-- start --
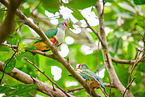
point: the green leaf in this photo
(70, 23)
(77, 15)
(139, 2)
(17, 89)
(5, 89)
(140, 21)
(10, 66)
(22, 88)
(51, 5)
(138, 78)
(81, 4)
(141, 67)
(119, 34)
(1, 14)
(4, 48)
(139, 94)
(13, 39)
(27, 55)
-- end --
• [WHAT IS BEING ASKED]: Copy the data above line for line, with no pictures in your copy.

• [WRITTEN ANSWER]:
point: the green leaf in this photo
(70, 23)
(77, 15)
(139, 2)
(17, 89)
(5, 89)
(140, 21)
(10, 66)
(22, 88)
(51, 5)
(138, 78)
(81, 4)
(141, 67)
(119, 34)
(1, 14)
(4, 48)
(139, 94)
(13, 39)
(27, 55)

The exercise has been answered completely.